> [TASK OBJECTIVE]:
Duplicate the stretch of records from the line containing "Would you mind tagging the bare branch" through the line containing "Target: bare branch", reproducing each line without any change.

> [Data listing]:
▬▬▬▬▬▬▬▬▬▬

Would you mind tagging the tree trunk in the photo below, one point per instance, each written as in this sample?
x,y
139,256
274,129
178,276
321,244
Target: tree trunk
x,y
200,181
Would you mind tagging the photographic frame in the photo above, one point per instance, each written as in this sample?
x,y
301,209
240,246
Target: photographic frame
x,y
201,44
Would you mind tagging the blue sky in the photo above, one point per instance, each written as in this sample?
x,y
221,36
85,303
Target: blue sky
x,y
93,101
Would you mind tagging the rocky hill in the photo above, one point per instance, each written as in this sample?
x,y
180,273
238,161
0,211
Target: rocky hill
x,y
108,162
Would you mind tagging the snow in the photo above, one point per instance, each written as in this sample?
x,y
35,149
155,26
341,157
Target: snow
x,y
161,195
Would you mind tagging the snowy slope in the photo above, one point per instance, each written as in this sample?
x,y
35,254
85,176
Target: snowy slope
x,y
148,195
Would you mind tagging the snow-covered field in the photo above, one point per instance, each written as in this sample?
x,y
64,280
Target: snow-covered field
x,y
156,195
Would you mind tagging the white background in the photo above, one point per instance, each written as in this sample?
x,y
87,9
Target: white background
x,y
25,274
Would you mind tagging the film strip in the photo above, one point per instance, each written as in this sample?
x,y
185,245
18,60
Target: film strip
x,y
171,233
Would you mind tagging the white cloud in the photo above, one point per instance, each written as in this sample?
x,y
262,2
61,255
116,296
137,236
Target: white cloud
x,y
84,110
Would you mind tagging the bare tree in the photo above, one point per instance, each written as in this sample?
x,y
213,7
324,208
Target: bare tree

▬▬▬▬▬▬▬▬▬▬

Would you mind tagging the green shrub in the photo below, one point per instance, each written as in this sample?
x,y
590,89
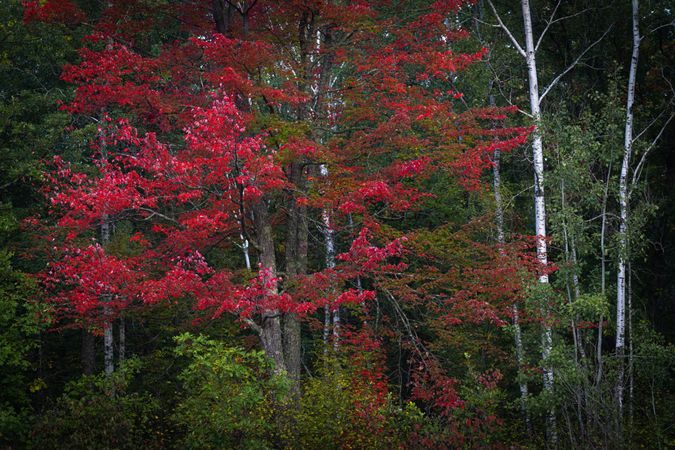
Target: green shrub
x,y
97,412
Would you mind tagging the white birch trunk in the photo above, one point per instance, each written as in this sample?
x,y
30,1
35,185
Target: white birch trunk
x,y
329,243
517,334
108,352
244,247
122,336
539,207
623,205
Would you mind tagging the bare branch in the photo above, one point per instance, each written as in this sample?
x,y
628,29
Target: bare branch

▬▬▬▬▬▬▬▬▬▬

> [CORRECT ANSWER]:
Would you mind tagging the bare branch in the photo above, one point per instance, each written as in this sample?
x,y
628,29
Target: bare branch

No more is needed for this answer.